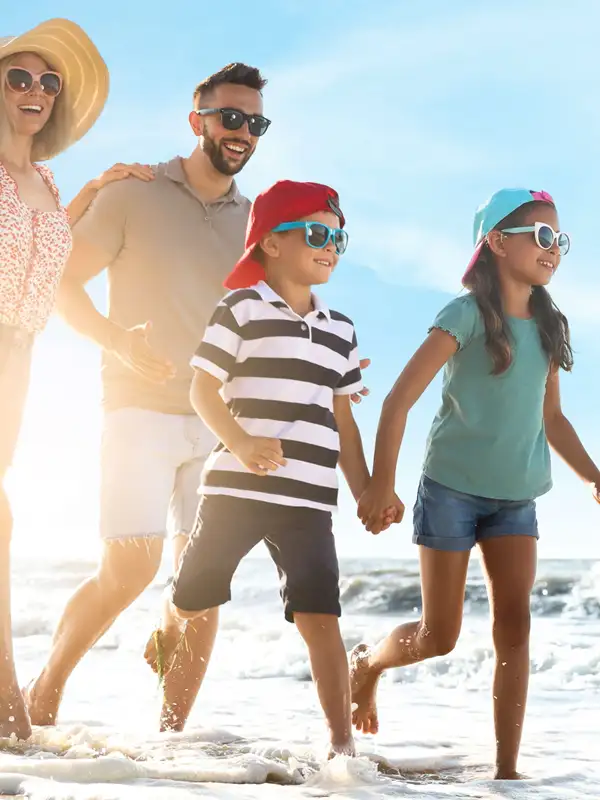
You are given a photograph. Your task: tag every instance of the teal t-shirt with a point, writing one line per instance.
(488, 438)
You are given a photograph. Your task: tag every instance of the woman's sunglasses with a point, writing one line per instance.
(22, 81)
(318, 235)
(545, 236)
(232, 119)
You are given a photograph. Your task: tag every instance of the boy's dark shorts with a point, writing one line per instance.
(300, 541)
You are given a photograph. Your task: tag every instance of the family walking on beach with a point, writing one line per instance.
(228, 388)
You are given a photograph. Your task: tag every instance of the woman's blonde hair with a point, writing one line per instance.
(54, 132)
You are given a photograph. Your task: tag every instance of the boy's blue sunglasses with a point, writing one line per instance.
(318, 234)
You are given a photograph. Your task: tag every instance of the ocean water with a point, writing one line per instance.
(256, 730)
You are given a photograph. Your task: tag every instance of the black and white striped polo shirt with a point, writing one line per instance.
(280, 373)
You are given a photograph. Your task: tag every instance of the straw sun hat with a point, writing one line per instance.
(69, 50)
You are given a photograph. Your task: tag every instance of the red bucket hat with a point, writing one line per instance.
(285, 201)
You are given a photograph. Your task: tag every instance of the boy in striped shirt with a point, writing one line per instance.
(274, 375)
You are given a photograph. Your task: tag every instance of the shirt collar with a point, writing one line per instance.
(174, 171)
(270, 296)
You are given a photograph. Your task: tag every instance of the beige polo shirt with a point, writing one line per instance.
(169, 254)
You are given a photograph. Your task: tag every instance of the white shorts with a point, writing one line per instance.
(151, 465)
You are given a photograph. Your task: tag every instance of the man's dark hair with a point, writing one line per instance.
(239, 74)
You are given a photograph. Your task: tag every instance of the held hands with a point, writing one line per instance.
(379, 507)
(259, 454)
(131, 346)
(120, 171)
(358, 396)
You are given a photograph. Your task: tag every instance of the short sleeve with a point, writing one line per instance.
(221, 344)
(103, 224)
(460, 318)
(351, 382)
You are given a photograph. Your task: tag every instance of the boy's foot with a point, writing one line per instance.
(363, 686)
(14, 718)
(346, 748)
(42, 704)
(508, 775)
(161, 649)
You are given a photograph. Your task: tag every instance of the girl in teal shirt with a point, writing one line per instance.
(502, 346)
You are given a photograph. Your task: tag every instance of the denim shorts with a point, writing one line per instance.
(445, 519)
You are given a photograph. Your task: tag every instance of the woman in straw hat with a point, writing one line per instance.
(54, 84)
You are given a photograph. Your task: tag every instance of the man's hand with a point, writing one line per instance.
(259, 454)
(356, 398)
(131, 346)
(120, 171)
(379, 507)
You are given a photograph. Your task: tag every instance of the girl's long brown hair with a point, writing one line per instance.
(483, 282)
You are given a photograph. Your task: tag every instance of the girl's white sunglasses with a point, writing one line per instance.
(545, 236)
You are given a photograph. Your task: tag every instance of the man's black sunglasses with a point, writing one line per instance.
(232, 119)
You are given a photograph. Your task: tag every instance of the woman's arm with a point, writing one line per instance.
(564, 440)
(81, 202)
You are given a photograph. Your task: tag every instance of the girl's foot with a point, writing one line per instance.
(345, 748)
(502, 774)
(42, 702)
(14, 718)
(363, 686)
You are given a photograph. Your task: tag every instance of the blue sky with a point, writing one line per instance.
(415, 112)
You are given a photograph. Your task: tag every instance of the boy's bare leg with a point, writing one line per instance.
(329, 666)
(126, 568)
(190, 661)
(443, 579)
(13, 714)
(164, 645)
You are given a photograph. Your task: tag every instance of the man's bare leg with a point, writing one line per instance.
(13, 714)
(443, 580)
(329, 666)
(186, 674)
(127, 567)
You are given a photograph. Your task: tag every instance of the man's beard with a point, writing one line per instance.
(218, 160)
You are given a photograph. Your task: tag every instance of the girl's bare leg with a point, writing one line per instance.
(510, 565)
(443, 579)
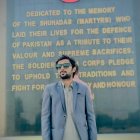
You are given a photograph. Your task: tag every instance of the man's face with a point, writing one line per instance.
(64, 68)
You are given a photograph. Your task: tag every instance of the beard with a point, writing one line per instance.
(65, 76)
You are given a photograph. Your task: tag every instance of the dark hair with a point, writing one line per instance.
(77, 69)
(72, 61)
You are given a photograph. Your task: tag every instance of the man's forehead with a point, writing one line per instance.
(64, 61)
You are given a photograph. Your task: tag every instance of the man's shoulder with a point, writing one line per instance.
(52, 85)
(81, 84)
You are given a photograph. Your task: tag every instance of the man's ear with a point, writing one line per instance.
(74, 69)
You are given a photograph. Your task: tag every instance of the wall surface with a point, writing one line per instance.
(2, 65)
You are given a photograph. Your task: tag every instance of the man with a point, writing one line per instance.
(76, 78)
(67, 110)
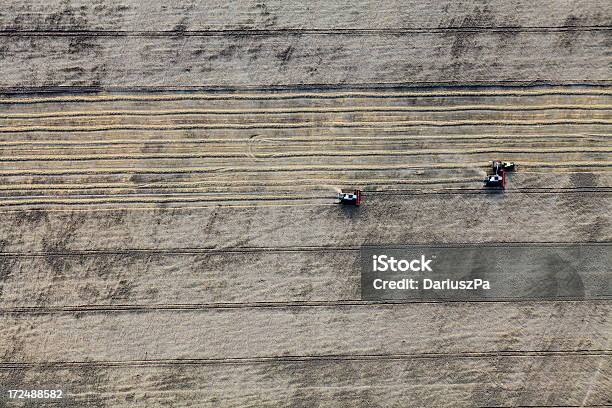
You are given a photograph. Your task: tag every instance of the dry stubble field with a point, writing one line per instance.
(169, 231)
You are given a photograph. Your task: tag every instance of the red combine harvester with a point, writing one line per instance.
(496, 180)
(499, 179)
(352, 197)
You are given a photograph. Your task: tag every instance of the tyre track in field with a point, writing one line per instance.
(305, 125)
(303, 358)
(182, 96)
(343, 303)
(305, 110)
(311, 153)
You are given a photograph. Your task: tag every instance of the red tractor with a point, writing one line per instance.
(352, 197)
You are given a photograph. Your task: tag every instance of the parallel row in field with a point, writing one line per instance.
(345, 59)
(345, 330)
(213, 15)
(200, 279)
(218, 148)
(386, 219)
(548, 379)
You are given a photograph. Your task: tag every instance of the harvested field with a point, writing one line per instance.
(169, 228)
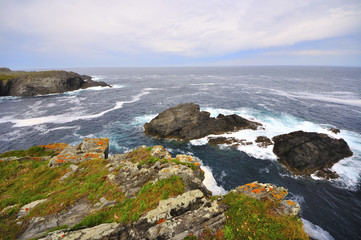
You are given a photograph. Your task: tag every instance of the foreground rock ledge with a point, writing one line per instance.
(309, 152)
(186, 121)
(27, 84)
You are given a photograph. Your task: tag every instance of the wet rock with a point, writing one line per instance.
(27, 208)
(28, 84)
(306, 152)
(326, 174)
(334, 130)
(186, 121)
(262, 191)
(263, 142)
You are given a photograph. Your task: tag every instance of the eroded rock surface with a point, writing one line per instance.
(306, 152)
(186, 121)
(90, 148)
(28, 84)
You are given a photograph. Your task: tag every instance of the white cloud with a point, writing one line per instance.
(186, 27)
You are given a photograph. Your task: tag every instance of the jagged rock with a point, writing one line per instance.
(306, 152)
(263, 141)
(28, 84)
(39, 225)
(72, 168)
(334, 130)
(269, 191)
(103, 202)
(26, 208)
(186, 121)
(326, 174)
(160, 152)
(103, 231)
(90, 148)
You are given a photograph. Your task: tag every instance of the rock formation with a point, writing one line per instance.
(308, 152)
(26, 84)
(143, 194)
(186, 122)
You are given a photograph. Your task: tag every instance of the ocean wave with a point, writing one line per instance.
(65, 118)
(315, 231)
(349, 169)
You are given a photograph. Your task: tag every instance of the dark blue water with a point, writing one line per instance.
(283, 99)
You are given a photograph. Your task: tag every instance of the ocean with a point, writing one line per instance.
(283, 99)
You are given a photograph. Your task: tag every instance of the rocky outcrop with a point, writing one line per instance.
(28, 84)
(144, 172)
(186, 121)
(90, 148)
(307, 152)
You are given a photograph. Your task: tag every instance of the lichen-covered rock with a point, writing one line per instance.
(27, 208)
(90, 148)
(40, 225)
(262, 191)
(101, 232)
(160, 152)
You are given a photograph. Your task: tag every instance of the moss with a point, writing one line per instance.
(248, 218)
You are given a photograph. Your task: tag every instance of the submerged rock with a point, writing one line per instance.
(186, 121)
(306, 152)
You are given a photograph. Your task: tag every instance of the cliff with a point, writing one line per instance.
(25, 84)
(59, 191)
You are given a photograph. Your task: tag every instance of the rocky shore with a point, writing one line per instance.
....................
● **Job**: Each entry must be retyped word for word, with every image omitted.

● **Correct response**:
You are given a photograph. Your task: tag every instance of the teal t-shirt with a point, writing one line per instance.
(488, 438)
You are given a photograph. Your task: tag every instance of the woman's sunglasses with a point, writing one line per instance.
(22, 81)
(318, 235)
(545, 236)
(232, 119)
You are given a photograph. Your task: tag every instance of the boy's dark shorts with a point, writing one line per instance.
(300, 541)
You are given a photograph. Your task: tag every instance of the family walking on beach with a point, writing one line per instance.
(228, 388)
You are given a photograph. Your task: tag every instance of the woman's blonde hair with a point, writing one line per instance.
(54, 132)
You are given a photograph. Your task: tag every instance of the boy's blue sunglasses with a point, writing one line per instance.
(318, 234)
You are given a photograph. Your task: tag every instance of the ocean water with a point, writing one line per instance.
(256, 730)
You are given a photograph. Your task: tag every instance of the black and white striped polo shirt with a point, writing one line per instance.
(280, 373)
You are given a photograph. Your task: tag every instance of the straw sun hat with a point, writing one line per instance.
(69, 50)
You are given a photograph. Your task: tag every instance of the red bucket hat with a point, writing one line per instance.
(285, 201)
You are given a photograph. Your task: tag every instance of the boy in striped shirt with a point, writing one line per instance.
(274, 375)
You are given a photograph. Your task: tag every instance of the shirt collar with a point, writing one line per instance.
(174, 171)
(270, 296)
You are given a photograph. Your task: tag every instance of the beige polo shirt with a point, writing one line per instance.
(169, 254)
You are given a photograph. Your task: tag every instance of the white shorts with a point, writing one line per instance.
(151, 465)
You are given a photograph. Your task: tag every instance of the man's dark hair with a point, writing one line per instance.
(239, 74)
You are given a photograph. Your task: tag every instance of the held hands with a point, writing one line per instance.
(379, 507)
(259, 454)
(131, 346)
(120, 171)
(358, 396)
You are given a photograph. Your task: tag every instance of the short sleeve with a point, writing one line per instance.
(221, 344)
(103, 224)
(460, 318)
(351, 382)
You are given a photograph. Your task: tag every instance of the boy's foot with a point, writing one line per instance.
(363, 686)
(14, 718)
(346, 748)
(42, 704)
(508, 775)
(161, 649)
You are given a photograph. Your task: tag every instance of the girl in teal shirt with a point, writing one line per instance.
(502, 346)
You are given a photograph. Your task: tag every instance of the denim shorts with a point, writing one line per instance.
(445, 519)
You are given a photograph. Your task: tag every instance of the woman in straw hat with a point, writing one line per instance.
(54, 84)
You are given a photograph. Your task: tag every instance of the man's hand with a point, writing one line per instance.
(259, 454)
(356, 398)
(131, 346)
(120, 171)
(379, 507)
You are given a photograph. Your task: tag every instance of the girl's long brown hair with a point, writing one line per instance.
(483, 282)
You are given a photograph. Your task: tag every instance of the girl's white sunglasses with a point, writing one line per instance.
(545, 236)
You are given a photograph. Your task: tag every instance of the man's black sunglasses with a point, writing one line per instance.
(232, 119)
You are given a photograph. Your task: tag every instance of the woman's arm with a point, writing one line per instance.
(564, 440)
(81, 202)
You are given a photograph. Your task: tag every instance of the girl's foot with a point, writing one line per instance.
(345, 748)
(502, 774)
(42, 702)
(14, 718)
(363, 686)
You are given a photograph. Your task: tag every instance of the blue sky with a point, writing one line per instance.
(415, 112)
You are given a photograph. Your task: tag every instance of the boy's bare leg with a point, writing one line per instance.
(329, 666)
(126, 568)
(190, 661)
(443, 579)
(13, 714)
(164, 645)
You are given a photograph. Your task: tag every instance of the man's bare leg with a point, writing one line per instance.
(13, 714)
(443, 580)
(329, 666)
(186, 674)
(127, 567)
You are given a photograph. Your task: tag every instance of the man's beard with a point, writing one line per instance.
(218, 160)
You are given a photograph. Your task: tag every instance of the girl's bare leg with a point, writing one line per instance.
(510, 565)
(443, 579)
You are given a photograph. Your task: tag every instance of the man's face with a point, writing one line per instance.
(64, 68)
You are given a photograph. Your task: tag every instance of the beard with a point, writing one line per instance.
(65, 76)
You are given a photograph. Your task: tag every instance of the dark hair with a point, writing one line per instance.
(77, 69)
(72, 61)
You are given a photograph. Your task: tag every instance of the man's forehead with a point, writing one line per instance.
(64, 61)
You are given a photograph. Your task: tag every instance of the man's shoulder with a point, writing one line per instance.
(52, 85)
(81, 84)
You are given a photograph. Your task: tag every instance of the man's ear with a point, writing one line per instance.
(74, 69)
You are given a photograph. Your task: tag every instance of the wall surface with a point, writing one line per instance.
(2, 65)
You are given a photograph. Your task: tag every instance of the man with a point, writing one line per instance.
(76, 78)
(67, 110)
You are given a photograph. Your task: tag every instance of the dry stubble field with a point, writing one line per instance.
(169, 231)
You are given a photograph. Your task: tag every instance of the red combine harvester with a point, writing one line per instance.
(496, 180)
(499, 179)
(352, 197)
You are given a photograph. Your task: tag every instance of the tyre track in field with a point, writing one line per instance.
(305, 125)
(303, 358)
(182, 96)
(343, 303)
(305, 110)
(311, 153)
You are given a photograph. Your task: tag every instance of the red tractor with a point, writing one line per instance.
(352, 197)
You are given a photograph. Your task: tag every instance of the parallel row in field with a point, writing one line per instance.
(345, 59)
(345, 330)
(213, 15)
(200, 279)
(218, 148)
(386, 219)
(548, 379)
You are given a photograph. Your task: tag every instance of the harvested field with a point, writing one line per instance.
(169, 228)
You are given a photograph. Your task: tag every instance of the foreground rock ledge with a point, writing one line per instance.
(309, 152)
(186, 121)
(27, 84)
You are given a photograph. Your task: tag every instance of the wet rock with a point, writing one line per instance.
(27, 208)
(28, 84)
(306, 152)
(326, 174)
(334, 130)
(186, 121)
(262, 191)
(263, 142)
You are given a photograph. Your task: tag every instance of the eroded rock surface with a point, writing one line per instance.
(306, 152)
(186, 121)
(90, 148)
(28, 84)
You are given a photograph. Your task: tag every instance of the white cloud with a point, writing one line per instance.
(186, 27)
You are given a photograph. Your task: tag every instance of the jagged rock with a point, writing one line per instance.
(306, 152)
(263, 141)
(28, 84)
(39, 225)
(72, 168)
(334, 130)
(269, 191)
(103, 202)
(26, 208)
(186, 121)
(326, 174)
(160, 152)
(103, 231)
(90, 148)
You are given a photograph. Your task: tag every instance of the rock formation with a point, writing one line per instance.
(308, 152)
(26, 84)
(143, 194)
(186, 122)
You are given a photograph. Your task: tag every instance of the ocean wave with a point, writing one line per instance.
(65, 118)
(315, 231)
(349, 169)
You are given a photograph. Your task: tag every instance of the dark blue water with a point, writing one line per instance.
(283, 99)
You are given a photograph. Your task: tag every instance of the ocean with a point, writing one line per instance.
(283, 99)
You are given a photograph. Your task: tag every instance of the rocky outcrop with a point, writing one line per instance.
(28, 84)
(144, 172)
(186, 121)
(90, 148)
(307, 152)
You are given a photograph. Your task: tag every instance of the lichen-covered rock with a point, writing one line per instance.
(27, 208)
(90, 148)
(40, 225)
(262, 191)
(101, 232)
(160, 152)
You are given a photograph. Your task: tag every instance of the moss with a point, writing one line per instance.
(248, 218)
You are given a photograph. Your task: tag every instance of the submerged rock with a point, writing one line per instance.
(186, 121)
(306, 152)
You are given a photograph. Your task: tag every instance of the cliff with a point, writing one line per instance.
(25, 84)
(59, 191)
You are given a photograph. Your task: tag every instance of the rocky shore with a point, writing one line per instance.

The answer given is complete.